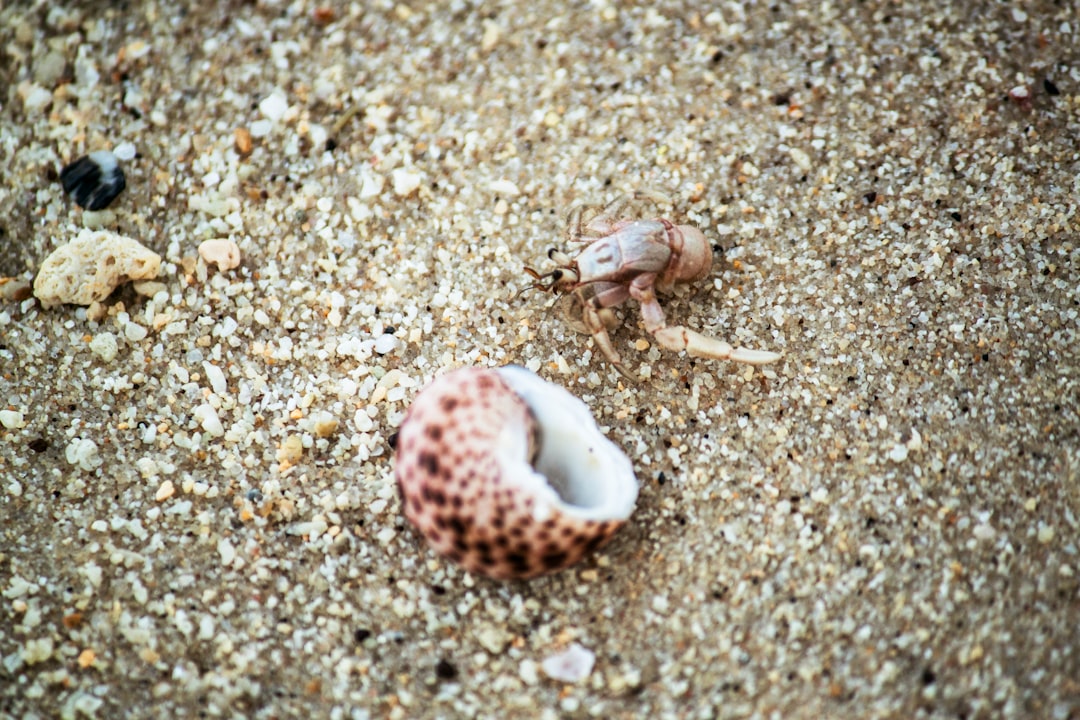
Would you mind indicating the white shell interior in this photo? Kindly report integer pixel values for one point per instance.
(578, 472)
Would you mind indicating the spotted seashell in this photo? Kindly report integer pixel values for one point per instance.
(509, 475)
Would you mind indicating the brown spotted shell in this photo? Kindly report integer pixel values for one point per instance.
(508, 474)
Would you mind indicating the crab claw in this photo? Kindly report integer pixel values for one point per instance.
(702, 345)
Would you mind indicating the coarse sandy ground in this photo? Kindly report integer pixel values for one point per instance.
(885, 524)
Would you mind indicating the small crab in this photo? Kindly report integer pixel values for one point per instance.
(623, 259)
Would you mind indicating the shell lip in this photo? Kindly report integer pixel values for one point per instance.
(576, 469)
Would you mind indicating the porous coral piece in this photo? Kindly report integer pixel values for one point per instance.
(90, 267)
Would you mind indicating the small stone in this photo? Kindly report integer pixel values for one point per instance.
(898, 453)
(165, 490)
(86, 659)
(493, 638)
(386, 343)
(800, 159)
(223, 253)
(242, 140)
(135, 333)
(90, 267)
(208, 420)
(12, 419)
(1045, 534)
(405, 181)
(15, 289)
(94, 180)
(571, 665)
(125, 151)
(82, 451)
(291, 449)
(504, 188)
(273, 106)
(105, 347)
(35, 97)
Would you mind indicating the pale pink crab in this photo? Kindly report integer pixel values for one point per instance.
(623, 259)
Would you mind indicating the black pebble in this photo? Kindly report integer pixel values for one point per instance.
(445, 670)
(94, 180)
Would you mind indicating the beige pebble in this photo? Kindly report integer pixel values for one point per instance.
(223, 253)
(165, 490)
(90, 267)
(242, 138)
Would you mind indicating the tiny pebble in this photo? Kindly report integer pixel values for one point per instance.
(571, 665)
(105, 347)
(165, 490)
(386, 343)
(94, 180)
(242, 140)
(125, 151)
(405, 181)
(273, 106)
(11, 419)
(225, 254)
(898, 453)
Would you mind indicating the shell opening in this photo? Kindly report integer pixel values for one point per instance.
(575, 465)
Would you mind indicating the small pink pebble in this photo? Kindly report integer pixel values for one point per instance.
(223, 253)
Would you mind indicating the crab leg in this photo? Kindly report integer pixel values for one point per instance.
(679, 337)
(594, 323)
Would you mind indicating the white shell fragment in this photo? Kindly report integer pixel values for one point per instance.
(571, 665)
(223, 253)
(509, 475)
(94, 180)
(90, 267)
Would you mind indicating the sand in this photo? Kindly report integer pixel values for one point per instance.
(198, 512)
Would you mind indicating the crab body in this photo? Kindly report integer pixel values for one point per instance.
(623, 259)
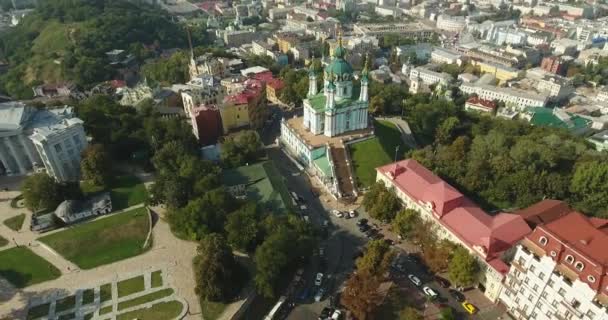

--

• _TASK BRIEF_: Reproduce all the material exactly, omitting images.

• _OUTPUT BELOW_:
Would you mind indicating the white shell interior in this photo? Kindly report integer pixel values for one point per instance.
(578, 472)
Would you mind indicating the spotted seashell in this photo? Kindly report integer pixel values for one point per instance.
(509, 475)
Would you mind indicating the brown spotted shell in this photo? Kindly report integer pixel values for one point per instance.
(508, 474)
Would you mind indicating the crab claw in this photo? Kindly report integer pixel values for one point per instance.
(702, 345)
Would you mind indicating the coarse sandy ground in this photo? Kindly report integer pixel values for one point per instance.
(885, 524)
Would you mind indicating the small crab in this photo? Kindly report integer pixel values for one point per instance.
(623, 259)
Would you mind indicating the shell lip in this photo? Kindly report integer pixel values for one point per instance.
(576, 469)
Would you mind indicating the porous coral piece in this photo? Kindly report integer pixel values for one point per instance.
(90, 267)
Would you mind indicating the small stone in this photo? Kindly report integer pixel values for one point per instance.
(898, 453)
(165, 490)
(86, 659)
(493, 638)
(386, 343)
(800, 159)
(223, 253)
(242, 140)
(135, 333)
(90, 267)
(208, 420)
(12, 419)
(1045, 534)
(405, 181)
(15, 289)
(94, 180)
(571, 665)
(125, 151)
(82, 451)
(291, 449)
(504, 188)
(273, 106)
(105, 347)
(35, 97)
Would you mind indicating the pale pink crab in this photo? Kindly report integer pixel values for one point per instance.
(623, 259)
Would you mind indicating the black pebble in this photo? Kindly report integer pixel values for one point per instance.
(445, 670)
(94, 180)
Would you mind indicating the beige pebble in this photo? Kindly report integer pixel values for one point per instance.
(223, 253)
(165, 490)
(90, 267)
(242, 138)
Would you mind indicating the tiny pebble in this photo? Kindly report integer pixel values for one point per instance.
(571, 665)
(105, 347)
(165, 490)
(386, 343)
(94, 180)
(242, 140)
(125, 151)
(405, 181)
(273, 106)
(11, 419)
(225, 254)
(898, 453)
Would you mind indicating the shell opening in this photo? Kindly report integer pixel values for one point per instance.
(575, 465)
Would you mind indicating the small pink pebble in this photo? Kindly report integer pixel values for one point per instance.
(223, 253)
Would you mind indicating the crab leg in this photo? Kindly report integer pixel values for one point per instance.
(679, 337)
(594, 323)
Would you mind indicating the white shell fragment in this photo? Kindly report integer pixel values for one point per instance.
(571, 665)
(223, 253)
(509, 475)
(94, 180)
(90, 267)
Would you mind indicating the sand in this photo? Kindly report integer pixel values for one point per instance.
(198, 512)
Would you mind indicating the crab body in this photo? Kindly report integer pixel values for one point per instance.
(623, 259)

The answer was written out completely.